_Prompt_:
Every record needs to be restated word for word.

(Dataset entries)
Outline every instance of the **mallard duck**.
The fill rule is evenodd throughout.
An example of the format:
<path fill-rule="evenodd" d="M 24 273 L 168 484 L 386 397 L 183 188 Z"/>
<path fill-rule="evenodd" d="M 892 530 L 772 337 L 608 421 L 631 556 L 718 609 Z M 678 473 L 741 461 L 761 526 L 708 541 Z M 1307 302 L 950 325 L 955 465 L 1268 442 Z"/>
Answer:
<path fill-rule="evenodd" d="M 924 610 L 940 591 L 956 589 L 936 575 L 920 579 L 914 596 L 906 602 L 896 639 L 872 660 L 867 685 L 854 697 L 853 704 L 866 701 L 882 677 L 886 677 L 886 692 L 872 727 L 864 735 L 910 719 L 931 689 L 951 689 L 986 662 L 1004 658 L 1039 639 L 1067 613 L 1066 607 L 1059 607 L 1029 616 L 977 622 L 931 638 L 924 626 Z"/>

_Response area_:
Outline every instance of the **mallard duck**.
The fill rule is evenodd throughout.
An example of the format:
<path fill-rule="evenodd" d="M 24 273 L 168 484 L 386 397 L 183 188 Z"/>
<path fill-rule="evenodd" d="M 892 530 L 772 337 L 608 421 L 631 556 L 718 609 Z M 678 473 L 741 461 L 761 526 L 708 541 Z M 1307 302 L 950 325 L 955 465 L 1268 442 Z"/>
Answer:
<path fill-rule="evenodd" d="M 924 610 L 940 591 L 956 589 L 936 575 L 920 579 L 914 596 L 906 602 L 896 639 L 872 660 L 867 685 L 854 697 L 853 704 L 866 701 L 882 677 L 886 677 L 886 692 L 872 727 L 864 735 L 910 719 L 931 689 L 951 689 L 986 662 L 1004 658 L 1039 639 L 1067 613 L 1066 607 L 1059 607 L 1029 616 L 977 622 L 931 638 L 924 626 Z"/>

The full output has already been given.